# WHAT TO WORK ON:
Pictures do not belong in the copy; quote every entry below exactly.

# DATA LINES:
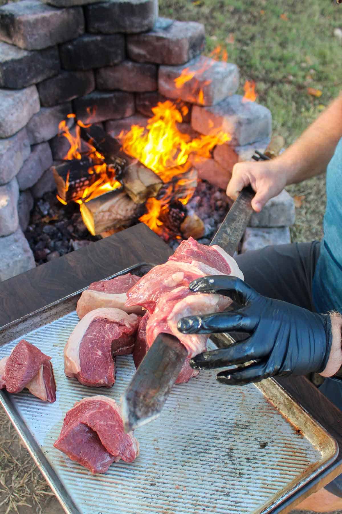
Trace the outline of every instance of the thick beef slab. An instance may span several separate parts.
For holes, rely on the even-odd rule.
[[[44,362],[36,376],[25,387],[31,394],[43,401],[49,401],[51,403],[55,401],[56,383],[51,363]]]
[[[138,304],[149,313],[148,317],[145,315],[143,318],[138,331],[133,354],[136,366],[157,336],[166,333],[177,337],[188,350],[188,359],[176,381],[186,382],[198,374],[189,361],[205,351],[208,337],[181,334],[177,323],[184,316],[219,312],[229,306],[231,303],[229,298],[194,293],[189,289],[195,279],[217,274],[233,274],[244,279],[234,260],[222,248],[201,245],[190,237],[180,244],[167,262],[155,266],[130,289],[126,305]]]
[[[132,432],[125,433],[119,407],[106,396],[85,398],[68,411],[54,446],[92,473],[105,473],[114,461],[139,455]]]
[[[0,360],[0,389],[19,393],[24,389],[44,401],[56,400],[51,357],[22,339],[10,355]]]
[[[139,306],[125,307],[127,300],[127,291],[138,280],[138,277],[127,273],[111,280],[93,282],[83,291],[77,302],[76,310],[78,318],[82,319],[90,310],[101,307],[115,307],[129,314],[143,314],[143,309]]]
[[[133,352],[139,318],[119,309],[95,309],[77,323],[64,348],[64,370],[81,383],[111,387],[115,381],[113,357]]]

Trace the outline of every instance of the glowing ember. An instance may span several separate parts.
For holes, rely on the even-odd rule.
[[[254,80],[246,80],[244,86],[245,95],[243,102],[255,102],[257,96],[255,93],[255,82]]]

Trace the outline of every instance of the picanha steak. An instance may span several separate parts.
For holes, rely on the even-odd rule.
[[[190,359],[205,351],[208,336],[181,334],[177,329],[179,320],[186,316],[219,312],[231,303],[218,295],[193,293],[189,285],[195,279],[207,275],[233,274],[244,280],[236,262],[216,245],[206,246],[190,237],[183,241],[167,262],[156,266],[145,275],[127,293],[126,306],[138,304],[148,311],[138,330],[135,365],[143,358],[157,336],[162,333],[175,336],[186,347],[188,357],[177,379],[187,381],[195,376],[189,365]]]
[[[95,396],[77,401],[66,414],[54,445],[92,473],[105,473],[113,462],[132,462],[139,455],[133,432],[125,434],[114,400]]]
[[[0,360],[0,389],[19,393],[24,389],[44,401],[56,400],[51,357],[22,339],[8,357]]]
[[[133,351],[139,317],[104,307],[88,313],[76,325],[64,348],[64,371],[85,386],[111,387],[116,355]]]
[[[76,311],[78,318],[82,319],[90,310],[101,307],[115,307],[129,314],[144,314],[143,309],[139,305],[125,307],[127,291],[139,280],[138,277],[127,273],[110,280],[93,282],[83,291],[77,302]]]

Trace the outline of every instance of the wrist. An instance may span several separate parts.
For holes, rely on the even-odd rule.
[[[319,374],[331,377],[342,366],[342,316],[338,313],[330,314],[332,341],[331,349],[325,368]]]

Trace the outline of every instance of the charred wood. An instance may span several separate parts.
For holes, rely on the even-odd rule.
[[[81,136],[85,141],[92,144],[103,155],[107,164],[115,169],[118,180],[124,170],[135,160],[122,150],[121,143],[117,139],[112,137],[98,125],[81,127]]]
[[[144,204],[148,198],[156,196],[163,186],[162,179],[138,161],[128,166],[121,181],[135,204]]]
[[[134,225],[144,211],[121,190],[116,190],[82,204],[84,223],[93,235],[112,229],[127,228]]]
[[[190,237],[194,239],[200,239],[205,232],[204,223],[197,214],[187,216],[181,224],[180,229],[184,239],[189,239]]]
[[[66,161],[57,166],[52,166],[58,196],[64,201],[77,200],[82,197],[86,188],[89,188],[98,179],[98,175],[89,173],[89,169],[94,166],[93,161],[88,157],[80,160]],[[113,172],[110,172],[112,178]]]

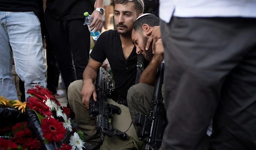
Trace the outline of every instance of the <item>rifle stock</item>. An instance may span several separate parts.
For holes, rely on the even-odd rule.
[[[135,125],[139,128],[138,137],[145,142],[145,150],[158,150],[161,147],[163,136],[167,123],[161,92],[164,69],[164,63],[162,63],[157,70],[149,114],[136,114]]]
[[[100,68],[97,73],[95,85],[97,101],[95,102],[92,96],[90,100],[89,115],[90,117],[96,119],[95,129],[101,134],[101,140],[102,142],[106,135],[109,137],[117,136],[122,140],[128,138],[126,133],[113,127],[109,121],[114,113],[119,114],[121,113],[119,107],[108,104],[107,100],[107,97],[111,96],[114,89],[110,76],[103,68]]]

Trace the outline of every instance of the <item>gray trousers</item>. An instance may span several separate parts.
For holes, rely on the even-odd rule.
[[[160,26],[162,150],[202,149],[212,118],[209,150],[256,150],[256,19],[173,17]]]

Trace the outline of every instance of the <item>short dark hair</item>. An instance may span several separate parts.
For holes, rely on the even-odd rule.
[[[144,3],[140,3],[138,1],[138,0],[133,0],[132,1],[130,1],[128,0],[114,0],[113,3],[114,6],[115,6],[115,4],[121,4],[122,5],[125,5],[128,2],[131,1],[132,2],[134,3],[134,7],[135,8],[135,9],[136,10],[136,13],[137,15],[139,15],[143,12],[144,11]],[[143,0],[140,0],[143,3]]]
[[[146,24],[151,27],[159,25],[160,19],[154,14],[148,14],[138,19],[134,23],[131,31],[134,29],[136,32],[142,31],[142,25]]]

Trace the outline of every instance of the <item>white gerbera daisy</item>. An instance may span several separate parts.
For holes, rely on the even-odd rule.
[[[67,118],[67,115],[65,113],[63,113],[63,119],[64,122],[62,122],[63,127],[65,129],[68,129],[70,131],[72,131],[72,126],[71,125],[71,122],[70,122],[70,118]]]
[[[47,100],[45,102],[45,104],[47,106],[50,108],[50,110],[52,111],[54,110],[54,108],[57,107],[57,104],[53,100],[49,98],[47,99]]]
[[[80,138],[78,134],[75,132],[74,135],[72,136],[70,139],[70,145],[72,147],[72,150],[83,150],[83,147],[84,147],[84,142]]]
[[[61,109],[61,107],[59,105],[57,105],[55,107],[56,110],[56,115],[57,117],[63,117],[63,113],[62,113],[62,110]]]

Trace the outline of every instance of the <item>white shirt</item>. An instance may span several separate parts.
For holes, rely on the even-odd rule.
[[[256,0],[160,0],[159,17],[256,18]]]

# TASK ANSWER:
Trace the outline of every instance of the thick beef slab. An instance may span several separate parts.
For holes, rely on the even-odd rule.
[[[44,362],[36,376],[25,387],[31,394],[43,401],[49,401],[51,403],[55,401],[56,383],[51,363]]]
[[[138,304],[149,313],[148,317],[145,315],[143,318],[138,331],[133,354],[136,366],[157,336],[166,333],[177,337],[188,350],[188,359],[176,381],[186,382],[198,374],[189,361],[205,351],[208,337],[181,334],[177,323],[184,316],[219,312],[229,306],[231,303],[229,298],[194,293],[189,289],[195,279],[217,274],[233,274],[244,279],[234,260],[222,248],[201,245],[190,237],[180,244],[167,262],[155,266],[130,289],[126,305]]]
[[[132,432],[125,433],[119,407],[106,396],[85,398],[68,411],[54,446],[92,473],[105,473],[114,461],[139,455]]]
[[[0,360],[0,389],[19,393],[24,389],[44,401],[56,400],[51,357],[22,339],[10,355]]]
[[[139,306],[125,307],[127,300],[127,291],[138,280],[138,277],[127,273],[111,280],[93,282],[83,291],[77,302],[76,310],[78,318],[82,319],[90,310],[101,307],[115,307],[129,314],[143,314],[143,309]]]
[[[133,352],[139,318],[119,309],[95,309],[77,323],[64,348],[64,370],[81,383],[111,387],[115,381],[113,357]]]

Trace the outline of every instance of the glowing ember. An instance may span several separate parts.
For holes, rely on the even-odd rule.
[[[254,80],[246,80],[244,86],[245,95],[243,102],[255,102],[257,96],[255,93],[255,82]]]

Trace the outline of every instance of the picanha steak. An instance may span several separate parts.
For holes, rely on the even-odd rule.
[[[190,359],[205,351],[208,336],[181,334],[177,329],[179,320],[186,316],[219,312],[231,303],[218,295],[193,293],[189,285],[195,279],[207,275],[233,274],[244,280],[236,262],[216,245],[206,246],[190,237],[183,241],[167,262],[156,266],[145,275],[127,293],[126,306],[138,304],[148,311],[138,330],[135,365],[143,358],[157,336],[162,333],[175,336],[186,347],[188,357],[177,379],[187,381],[195,376],[189,365]]]
[[[95,396],[77,401],[66,414],[54,445],[92,473],[105,473],[113,462],[132,462],[139,455],[133,432],[125,434],[114,400]]]
[[[0,360],[0,389],[19,393],[24,389],[44,401],[56,400],[51,357],[22,339],[8,357]]]
[[[133,351],[139,317],[104,307],[88,313],[76,325],[64,348],[64,371],[85,386],[111,387],[116,355]]]
[[[76,311],[78,318],[82,319],[90,310],[101,307],[115,307],[129,314],[144,314],[143,309],[139,305],[125,307],[127,291],[139,280],[138,277],[127,273],[110,280],[93,282],[83,291],[77,302]]]

Trace the outline of every instance of the wrist. An instance may span several separate parts.
For holes, rely on the even-odd rule.
[[[319,374],[331,377],[342,366],[342,316],[338,313],[330,314],[332,341],[331,349],[325,368]]]

Trace the outline of every instance of the charred wood. An instance may span several separate parts.
For holes, rely on the even-odd rule.
[[[81,136],[85,141],[92,144],[103,155],[107,164],[115,169],[118,180],[124,170],[135,160],[122,150],[121,143],[117,139],[112,137],[98,125],[81,127]]]
[[[144,204],[148,198],[156,196],[163,186],[162,179],[138,161],[128,166],[121,181],[135,204]]]
[[[134,225],[144,211],[121,190],[116,190],[82,204],[84,223],[93,235],[112,229],[127,228]]]
[[[190,237],[194,239],[200,239],[205,232],[204,223],[197,214],[187,216],[181,224],[180,229],[184,239],[189,239]]]
[[[66,161],[57,166],[52,166],[58,196],[64,201],[77,200],[82,197],[86,188],[89,188],[98,179],[98,175],[89,173],[89,169],[94,166],[93,161],[88,157],[80,160]],[[113,172],[110,172],[112,178]]]

Trace the outline of every instance of the <item>rifle stock</item>. An instance may span several separate parts.
For holes, rely on the even-odd rule.
[[[135,125],[139,128],[138,137],[145,142],[145,150],[158,150],[161,147],[163,136],[167,123],[161,92],[164,69],[164,63],[162,63],[157,70],[149,114],[136,114]]]
[[[100,68],[97,73],[95,85],[97,101],[95,102],[92,96],[90,100],[89,115],[90,117],[96,119],[95,129],[101,134],[101,140],[102,142],[106,135],[109,137],[117,136],[122,140],[128,138],[126,133],[113,127],[109,121],[114,113],[119,114],[121,113],[119,107],[108,104],[107,100],[107,97],[111,96],[114,89],[110,76],[103,68]]]

Trace the outline of every instance of the <item>gray trousers</item>. An instance may span several separate parts.
For holes, rely on the even-odd rule.
[[[160,26],[162,150],[202,149],[212,118],[209,150],[256,150],[256,19],[173,17]]]

Trace the outline of every instance of the <item>short dark hair</item>. An instance may span several separate parts.
For holes, rely on the even-odd rule.
[[[144,3],[140,3],[138,1],[138,0],[133,0],[132,1],[130,1],[128,0],[114,0],[113,3],[114,6],[115,6],[115,4],[121,4],[122,5],[125,5],[128,2],[131,1],[132,2],[134,3],[134,7],[135,8],[135,9],[136,10],[136,13],[137,15],[139,15],[143,12],[144,11]],[[143,0],[140,0],[143,3]]]
[[[146,24],[151,27],[159,25],[160,19],[154,14],[148,14],[138,19],[134,23],[131,31],[134,29],[136,32],[142,31],[142,25]]]

Trace the outline of every instance of the <item>white gerbera daisy</item>. An instance may span several separate parts.
For holes, rely on the even-odd rule.
[[[67,118],[67,115],[65,113],[63,113],[63,119],[64,122],[62,122],[63,127],[65,129],[68,129],[70,131],[72,131],[72,126],[71,125],[71,122],[70,122],[70,118]]]
[[[47,100],[45,102],[45,104],[47,106],[50,108],[50,110],[52,111],[54,110],[54,108],[57,107],[57,104],[53,100],[49,98],[47,99]]]
[[[80,138],[78,134],[75,132],[74,135],[72,136],[70,139],[70,145],[72,147],[72,150],[83,150],[83,147],[84,147],[84,142]]]
[[[61,109],[61,107],[59,105],[57,105],[55,107],[56,110],[56,115],[57,117],[63,117],[63,113],[62,113],[62,110]]]

Trace the outline of every instance of the <item>white shirt</item>. An instance may span several separate parts.
For holes, rely on the even-odd rule.
[[[256,0],[160,0],[159,17],[256,18]]]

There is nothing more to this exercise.